Question

Match elements of List1 correctly with elements of List2.
For the circle, $ S = {x^2} + {y^2} + x - y - 2 = 0 $ , the point
List1 List2
A)(-2, 1) lies ,1) on the circle
B)(2, -1) lies ,2) outside the circle
C)(0, 1) lies ,3)on the tangent at (1,0) to S
D)(2, 3) lies ,4)inside the circle S
The correct matching order for A, B, C, D is

Answer 1

Hint: S is the given circle. Find the values of S by substituting the x and y values from the points. If the value of S is positive then the point lies outside of the circle, if the value is negative then the point lies inside of the circle, if the value is zero then the point lies on the circle. Find the tangent at (1, 0) to S equation using the formula tangent of a circle at point (x1,y1).
Formula used: Tangent of a circle at point P($x_1$, $y_1$) is $ x{x_1} + y{y_1} + \dfrac{{x + {x_1}}}{2} - \dfrac{{y + {y_1}}}{2} - 2 = 0 $

Complete step-by-step answer:
We are given that $ S = {x^2} + {y^2} + x - y - 2 = 0 $ is the equation of a circle.
Tangent to circle S at point (1, 0) is
 $ x{x_1} + y{y_1} + \dfrac{{x + {x_1}}}{2} - \dfrac{{y + {y_1}}}{2} - 2 = 0 $ , where ($x_1$, $y_1$)=(1, 0)
 $
  x\left( 1 \right) + y\left( 0 \right) + \dfrac{{x + 1}}{2} - \dfrac{{y + 0}}{2} - 2 = 0 \\
  x + 0 + \dfrac{{x + 1}}{2} - \dfrac{y}{2} - 2 = 0 \\
  \dfrac{{2x + x + 1 - y - 4}}{2} = 0 \\
  2x + x + 1 - y - 4 = 0 \\
  3x - y - 3 = 0 \\
  $
 $ 3x - y - 3 = 0 $ is the equation of the tangent to circle S at point (1, 0)

Exercise requirements →
**1)** In the circle problem, condense the paragraph beginning "Hint: S is the given circle" into a short bulleted list that keeps its main facts.
**2)** List every point that appears in List1 of the circle problem.

Data segment →
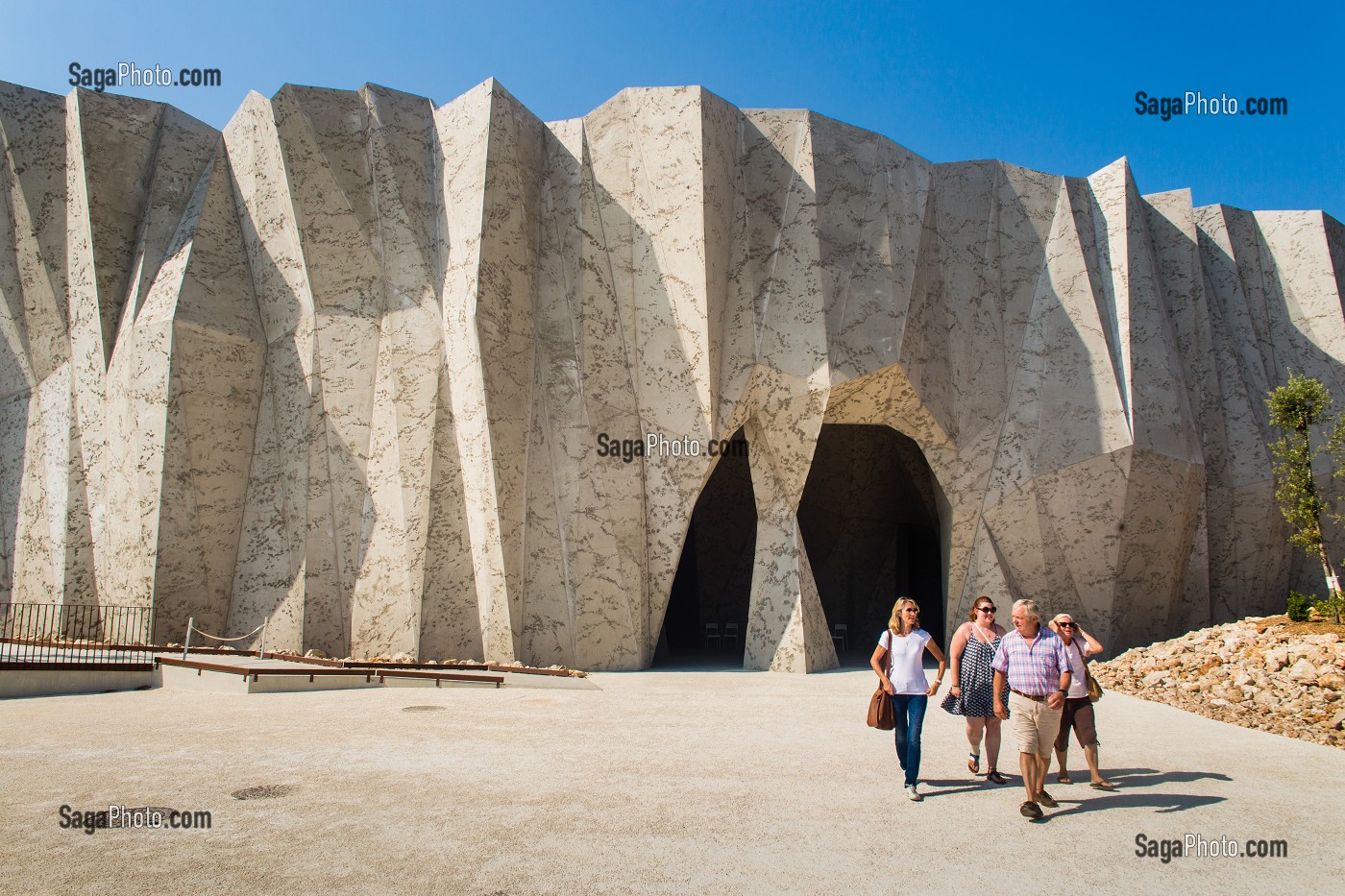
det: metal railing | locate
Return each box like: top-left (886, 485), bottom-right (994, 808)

Final results →
**1)**
- Substitute each point's x and y values into S.
- If S is positive, the point lies outside the circle.
- If S is negative, the point lies inside the circle.
- If S is zero, the point lies on the circle.
- Find the equation of the tangent to S at (1, 0) with the formula for the tangent of a circle at (x1, y1).

**2)**
- (-2, 1)
- (2, -1)
- (0, 1)
- (2, 3)